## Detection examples
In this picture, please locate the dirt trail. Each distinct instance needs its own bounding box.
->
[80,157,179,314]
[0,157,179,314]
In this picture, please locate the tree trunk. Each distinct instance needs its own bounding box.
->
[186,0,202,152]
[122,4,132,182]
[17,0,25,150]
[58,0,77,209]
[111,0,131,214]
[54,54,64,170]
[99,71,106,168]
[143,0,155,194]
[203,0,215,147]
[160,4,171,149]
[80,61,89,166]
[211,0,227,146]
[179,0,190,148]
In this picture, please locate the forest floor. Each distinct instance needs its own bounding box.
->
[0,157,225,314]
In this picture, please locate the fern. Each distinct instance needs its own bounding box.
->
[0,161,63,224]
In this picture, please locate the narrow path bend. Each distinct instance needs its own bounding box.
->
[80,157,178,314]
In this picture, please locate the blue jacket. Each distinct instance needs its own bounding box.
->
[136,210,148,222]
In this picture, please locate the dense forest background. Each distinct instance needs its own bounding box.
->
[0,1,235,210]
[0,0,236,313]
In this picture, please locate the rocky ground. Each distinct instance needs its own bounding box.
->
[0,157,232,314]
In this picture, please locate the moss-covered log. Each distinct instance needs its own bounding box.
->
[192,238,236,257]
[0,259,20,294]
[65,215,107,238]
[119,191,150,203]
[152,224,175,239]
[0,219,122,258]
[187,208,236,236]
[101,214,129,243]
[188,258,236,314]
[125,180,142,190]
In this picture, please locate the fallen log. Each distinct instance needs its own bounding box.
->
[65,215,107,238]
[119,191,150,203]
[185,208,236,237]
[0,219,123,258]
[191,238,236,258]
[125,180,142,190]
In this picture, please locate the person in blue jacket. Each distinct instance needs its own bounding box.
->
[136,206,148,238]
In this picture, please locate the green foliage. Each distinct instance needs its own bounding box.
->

## EXERCISE DESCRIPTION
Print all of the data above again, reproducing every line without any change.

## OUTPUT BELOW
In this picture, please locate the dirt trail. Each distinct instance needs its own bounding box.
->
[80,157,179,314]
[0,157,179,314]
In this picture, please locate the tree trunk. Each distinct instance needs its own bounding box.
->
[186,0,202,152]
[122,4,132,182]
[17,0,25,150]
[58,0,77,209]
[111,0,131,214]
[54,54,64,170]
[99,71,106,168]
[143,0,155,194]
[203,0,215,147]
[160,4,171,149]
[80,61,89,166]
[211,0,227,146]
[179,0,190,148]
In this picture, please locate the forest floor. Each distinct instance needs its own bounding box.
->
[0,157,225,314]
In this picture, please locate the fern. Each distinct instance needs its own bounding box.
->
[0,161,63,224]
In this picture, please locate the narrow path bend. Each distinct instance needs its own bounding box.
->
[80,157,178,314]
In this picture, please locate the blue jacket. Each distinct instance needs its own bounding box.
->
[136,210,148,222]
In this picture, please locate the dense forest background. Each distinct instance needs its own bounding box.
->
[0,1,235,210]
[0,0,236,313]
In this picture, please locate the rocky ground. Each distinct instance needs its own bounding box.
->
[0,157,232,314]
In this picture, please locate the moss-covered log. Each distinct instance needs its own bounding box.
->
[192,238,236,257]
[0,259,20,294]
[65,215,107,238]
[119,191,150,203]
[152,224,175,239]
[0,219,122,258]
[187,208,236,236]
[101,214,129,243]
[188,258,236,314]
[125,180,142,190]
In this picture, please locate the fallen log. Each distinct instance needs its own bounding box.
->
[65,215,107,238]
[119,191,150,203]
[185,208,236,237]
[0,219,123,258]
[191,238,236,258]
[125,180,142,190]
In this picture, please locate the person in blue jacket. Each distinct instance needs its own bounding box.
->
[136,206,148,238]
In this picture, please locate the green foliage. Each distinct instance needs its own bounding box.
->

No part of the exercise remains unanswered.